### Directions for this task
Transcribe the records that follow. Keep every word exactly, and drop the pictures.

### The data
= = = =

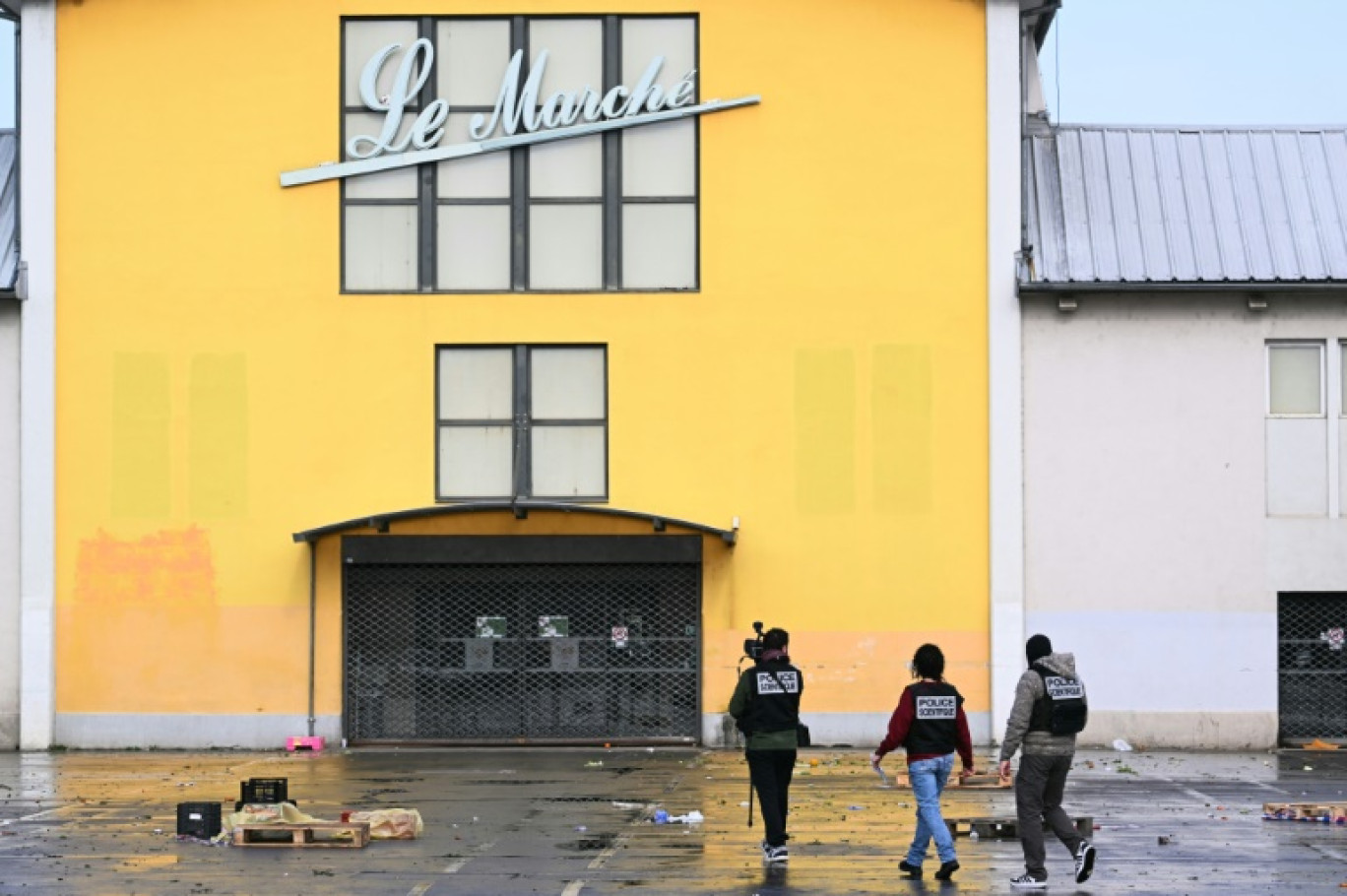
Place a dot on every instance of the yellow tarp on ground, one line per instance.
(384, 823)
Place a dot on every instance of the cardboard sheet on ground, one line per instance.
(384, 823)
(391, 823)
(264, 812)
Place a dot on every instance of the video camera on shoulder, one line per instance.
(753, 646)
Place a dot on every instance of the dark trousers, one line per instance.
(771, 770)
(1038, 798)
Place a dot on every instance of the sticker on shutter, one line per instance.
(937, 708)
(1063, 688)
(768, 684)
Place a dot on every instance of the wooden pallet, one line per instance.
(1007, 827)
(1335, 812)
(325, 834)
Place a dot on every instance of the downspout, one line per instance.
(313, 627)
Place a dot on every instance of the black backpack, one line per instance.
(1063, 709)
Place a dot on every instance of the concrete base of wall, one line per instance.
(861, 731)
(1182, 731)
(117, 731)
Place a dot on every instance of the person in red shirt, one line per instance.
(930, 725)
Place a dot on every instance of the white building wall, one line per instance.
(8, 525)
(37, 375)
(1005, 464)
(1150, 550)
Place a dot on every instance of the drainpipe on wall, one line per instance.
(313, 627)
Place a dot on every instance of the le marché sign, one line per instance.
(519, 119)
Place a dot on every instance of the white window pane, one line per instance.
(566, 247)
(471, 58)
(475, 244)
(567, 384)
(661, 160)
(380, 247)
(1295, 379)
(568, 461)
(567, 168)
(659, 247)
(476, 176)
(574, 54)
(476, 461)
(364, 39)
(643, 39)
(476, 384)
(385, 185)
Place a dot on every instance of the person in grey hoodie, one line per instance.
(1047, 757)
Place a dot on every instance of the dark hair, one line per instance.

= = = =

### Result of the exercise
Place a dot on every instance of the yellow tarp on ground, one line per instance.
(384, 823)
Place a dot on every instance of the cardboard sheet on ground, one line per instance.
(384, 823)
(391, 823)
(264, 812)
Place a dot on every instance of the video camera on shoulder, one line per instance.
(753, 646)
Place a dot on every instance of the dark trousers, one line per instance.
(771, 770)
(1038, 798)
Place a dot on every instance of the sticker on shutter, one line per instance.
(937, 708)
(1063, 688)
(768, 684)
Place a dot on every instance of the wooden pallet, one line per instance.
(1007, 827)
(1335, 812)
(325, 834)
Place a dot on every instance of the downspout, one line per instance.
(313, 627)
Place a dot on every instance of the black backpack, one line per instance.
(1063, 709)
Place a dot on every instance of the concrete base of wall, one line per instance.
(861, 731)
(1182, 731)
(117, 731)
Place a dot on every instance of the person in red shirt, one line per instance.
(930, 725)
Place a dot on every instance of the white building wall, one line per instance.
(8, 525)
(37, 375)
(1005, 464)
(1150, 550)
Place a dot on every instance of the drainpipe on wall, one line per instance.
(313, 627)
Place a dot on every instance of the le marché sign, one line per instance.
(519, 119)
Place a dot on every instance of the white window pane, one line per instance.
(566, 247)
(471, 58)
(475, 244)
(567, 384)
(661, 160)
(380, 247)
(1295, 379)
(568, 461)
(567, 168)
(659, 247)
(476, 176)
(574, 54)
(476, 461)
(364, 39)
(643, 39)
(476, 384)
(385, 185)
Place a dot on every instance of the person in grey hoodie, one line per instance.
(1047, 757)
Place a dot on every instance of the dark hair, one line per instance.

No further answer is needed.